» **Job**:
Repeat the material verbatim and drop the pictures.
# Supplied data start
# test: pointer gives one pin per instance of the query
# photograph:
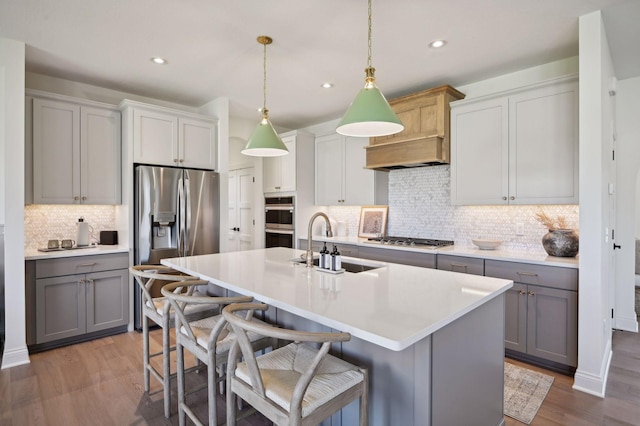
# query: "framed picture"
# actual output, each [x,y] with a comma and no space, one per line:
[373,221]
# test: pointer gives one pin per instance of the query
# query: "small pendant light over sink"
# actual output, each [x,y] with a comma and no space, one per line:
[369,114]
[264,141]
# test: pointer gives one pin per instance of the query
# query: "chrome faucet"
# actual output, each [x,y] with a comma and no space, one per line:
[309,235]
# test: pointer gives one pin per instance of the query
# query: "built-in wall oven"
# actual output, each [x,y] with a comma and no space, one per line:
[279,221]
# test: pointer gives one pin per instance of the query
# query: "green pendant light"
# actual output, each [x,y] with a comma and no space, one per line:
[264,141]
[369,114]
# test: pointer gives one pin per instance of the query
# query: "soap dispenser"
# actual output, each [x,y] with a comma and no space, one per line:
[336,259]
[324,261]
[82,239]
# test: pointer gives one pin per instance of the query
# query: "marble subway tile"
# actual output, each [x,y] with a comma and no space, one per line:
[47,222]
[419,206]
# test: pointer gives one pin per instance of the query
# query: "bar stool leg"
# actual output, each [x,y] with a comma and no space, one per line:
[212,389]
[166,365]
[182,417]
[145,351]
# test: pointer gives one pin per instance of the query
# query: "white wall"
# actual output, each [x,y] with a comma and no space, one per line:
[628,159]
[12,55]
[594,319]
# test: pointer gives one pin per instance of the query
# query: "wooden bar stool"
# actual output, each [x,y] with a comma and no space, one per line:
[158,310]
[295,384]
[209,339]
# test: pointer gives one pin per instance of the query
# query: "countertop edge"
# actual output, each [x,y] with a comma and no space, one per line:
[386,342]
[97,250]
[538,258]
# Supplied data end
» **Result below**:
# test: pointer gives one pin per instance of the query
# photograph:
# query: "framed picture"
# actual output, each [x,y] with a comma and no space, one per line:
[373,221]
# test: pointer gives one pin per instance of the query
# query: "small pendant light over sink"
# actual output, each [x,y] with a comma and no space, one per line:
[369,114]
[264,141]
# test: pointer gives one pin per instance of the query
# query: "chrome faucet"
# actual output, each [x,y] with a comma and no space, one per line:
[309,235]
# test: pointer gives one pin per instance of the query
# query: "built-in wall oven"
# actual output, each [x,y] with a comma and no space, one per line:
[279,221]
# test: pointer gives one pin per instance of the query
# query: "green pendant light"
# actual output, each [x,y] with a comma and no space, one per line:
[264,141]
[369,114]
# test: pointer gives one pin per instance of the query
# query: "soap dispenser"
# actual output, each [x,y] with a comma and no space, one per line:
[336,259]
[324,261]
[82,239]
# test: pointer gives one pin per instance of the query
# query: "marble subway tile"
# actual output, each [x,y] with a comma and no space, one per line:
[47,222]
[419,206]
# test: pointer gives one pin per instance of the query
# query: "bar stool leg"
# actual output, each [x,y] with a comma and no space, one per line:
[212,389]
[166,365]
[182,417]
[145,351]
# test: pointer gives one pin per instance of the query
# query: "white wall"
# actual output, each [x,y] with a comma and no space, one per line:
[628,159]
[12,55]
[594,319]
# test: pointer gives one pin per instance of the query
# query: "wooden bar stool"
# actual output, each [x,y] with a comma and no space, one per line:
[158,310]
[295,384]
[209,339]
# test: pointer gives one pin per instance of the query
# query: "countertop edge"
# actual output, each [x,y] with a comma and no space, one per line:
[386,342]
[97,250]
[538,258]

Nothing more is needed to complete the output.